:: Using the information ::
1 > Extract from the passage on medications and the eyes the section starting with "Rheumatoid arthritis is" and going on through "be detected early.", copied word for word.
2 > In the passage on medications and the eyes, how often are long-term chloroquine patients advised to have their eyes examined?
3 > Carry on the passage on medications and the eyes after its last sentence.

:: Source passage ::
>>>>
Diuretics, which function to reduce fluid in the body, may result in dry eyes.

Beta-blocker agents which are sometimes used to treat eye disease can affect other health conditions, instead of the other way around. Beta blockers, which are commonly used to treat glaucoma, have been found to cause adverse reactions including a decreased heart rate, asthma attacks, a decrease in blood pressure, disorientation, loss of memory and loss of sex drive. If any of these symptoms is experienced, do not stop taking your medication until you have consulted with your doctor.

CORTICISTEROIDS

Taken orally, injected, inhaled, given as drops or applied directly to the affected area, corticosteroids are used to treat a number of chronic conditions like arthritis, digestive problems, certain skin conditions, and asthma. Long-term use can result in cataracts and glaucoma. Discuss the possibility of alternative treatments with your doctor.

HORMONE REPLACEMENT THERAPY

Dry eyes are the primary ocular effect of hormone replacement treatment. In more severe cases the eyes may burn or feel dry, gritty, irritated and tired. There is an increased risk of blood clots which can damage the retina.

TAMOXIFEN

This drug is used to treat some breast cancers, and is sometimes prescribed for women who are at high risk for breast cancer. The eyes absorb chemical compounds from tamoxifen and other cancer-fighting medications, triggering a breakdown of cells in the eyes that decreases colour perception and increases the risk for cataracts and diseases of the retina. Women who take tamoxifen can have a test called optical coherence tomography, which detects minute changes in the tissues of the eyes. With regular monitoring, it is possible to predict future eye changes before symptoms occur, and to stop or change the medication, if possible, before damage results.

ANTI-MALARIA MEDICATION

Patients on the anti-malaria drug, chloroquine, long-term are advised to have their eyes examined at least every six months to check for retinal damage.

MEDICATION FOR RHEUMATOID ARTHRITIS

Rheumatoid arthritis is one of the most prevalent chronic conditions among older adults, and is often controlled by a drug called Plaquenil. Plaquenil can cause irreversible retinal damage in some people, resulting in vision loss. Corneal changes have also been associated with Plaquenil, with patients experiencing blurred vision, haloes or light sensitivity. These symptoms are reversible once the drug is discontinued. It is advisable to have a full eye examination before beginning treatment and every six months while taking Plaquenil, so that any changes in vision can be detected early.
<<<<
:: Stored data ::
>>>>
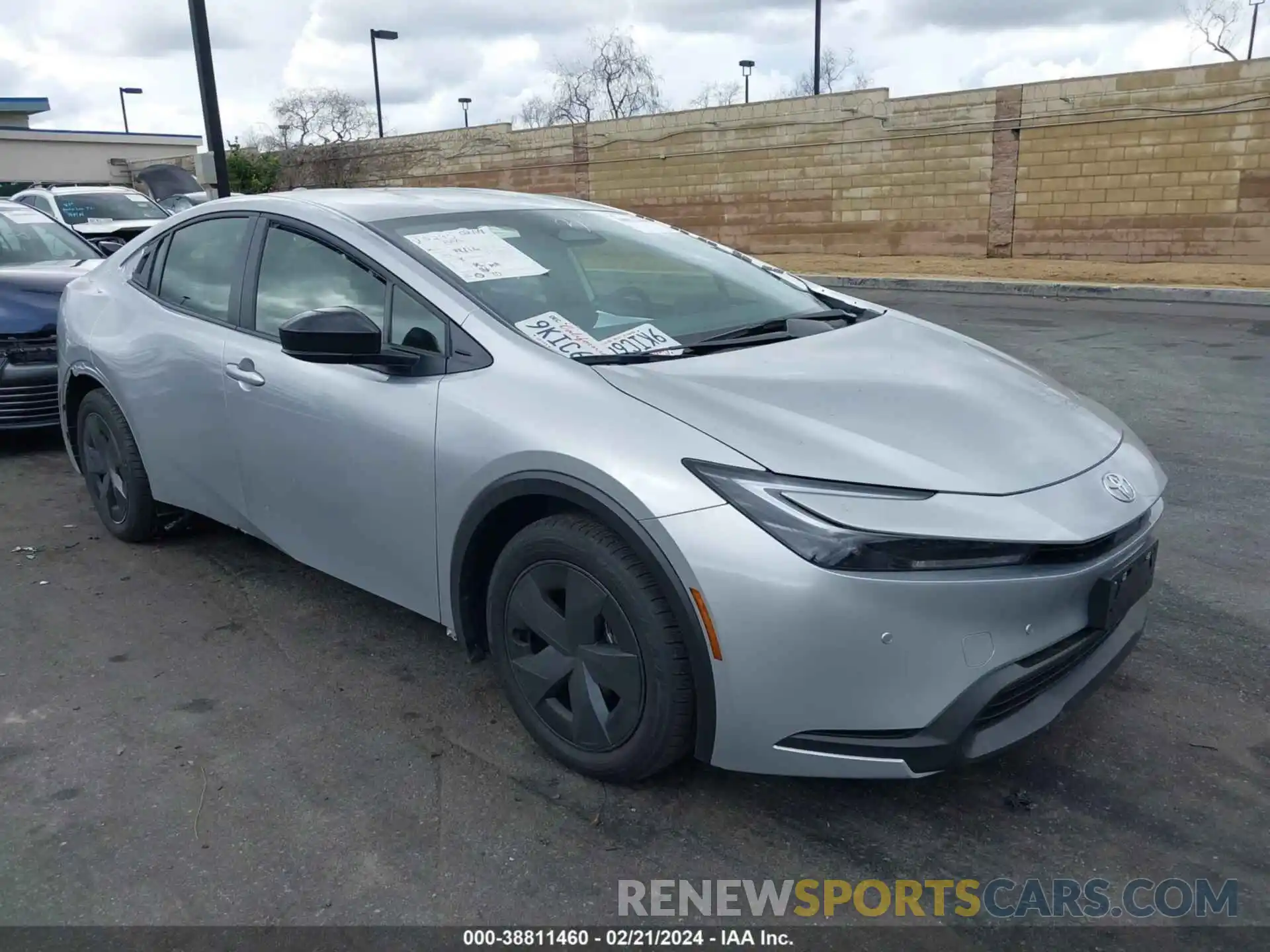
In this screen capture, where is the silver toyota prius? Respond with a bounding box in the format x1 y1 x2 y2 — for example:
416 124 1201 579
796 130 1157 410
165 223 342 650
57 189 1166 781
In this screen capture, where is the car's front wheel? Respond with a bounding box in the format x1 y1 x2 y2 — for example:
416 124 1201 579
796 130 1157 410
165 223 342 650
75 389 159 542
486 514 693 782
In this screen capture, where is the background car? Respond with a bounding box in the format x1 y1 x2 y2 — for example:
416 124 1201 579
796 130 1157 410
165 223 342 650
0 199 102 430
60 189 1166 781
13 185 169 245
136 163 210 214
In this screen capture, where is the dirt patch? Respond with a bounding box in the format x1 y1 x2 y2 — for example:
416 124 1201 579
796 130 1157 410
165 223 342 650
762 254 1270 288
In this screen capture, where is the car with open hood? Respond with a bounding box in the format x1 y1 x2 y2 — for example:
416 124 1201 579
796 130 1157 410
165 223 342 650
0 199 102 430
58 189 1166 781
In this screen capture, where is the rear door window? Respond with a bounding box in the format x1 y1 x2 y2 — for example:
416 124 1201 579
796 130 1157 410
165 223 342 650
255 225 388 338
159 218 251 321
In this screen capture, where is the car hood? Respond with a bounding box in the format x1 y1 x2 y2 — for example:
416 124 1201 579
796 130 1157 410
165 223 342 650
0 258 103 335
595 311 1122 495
<<<<
:: Answers to the tasks ::
1 >
Rheumatoid arthritis is one of the most prevalent chronic conditions among older adults, and is often controlled by a drug called Plaquenil. Plaquenil can cause irreversible retinal damage in some people, resulting in vision loss. Corneal changes have also been associated with Plaquenil, with patients experiencing blurred vision, haloes or light sensitivity. These symptoms are reversible once the drug is discontinued. It is advisable to have a full eye examination before beginning treatment and every six months while taking Plaquenil, so that any changes in vision can be detected early.

2 > At least every six months.

3 >
DRUGS FOR ERECTILE DYSFUNCTION

Drugs taken for erectile dysfunction can affect photoreceptor cells in the eyes that are responsible for color vision. Men who take these drugs may notice a bluish tint in their field of vision. The tint will quickly fade as the drug wears off. Patients with macular degeneration or other eye diseases are sometimes advised not to take these medications.

WHAT TO WATCH FOR

If you are given a new prescription or take over-the-counter medication, be aware of anything that causes pain to the eyes, or distorted or blurred vision. If you do experience a problem, talk to the doctor who prescribed the medication. Don’t stop the medication without your doctor’s advice.

Always read the warning labels on medication, especially if you have a condition such as glaucoma or diabetes.

Don’t assume the side effects will just go away!

KEEP YOUR OPTOMETRIST IN THE LOOP

There are many medications with potential visual side effects. While you may need to take a particular medication for a medical condition, your optometrist should monitor your eye health while you are on it. And if you experience problems, he or she can advise you on how to manage them. Be sure to keep him or her up-to-date on any over-the-counter or prescription medication you are taking, and schedule regular eye examinations.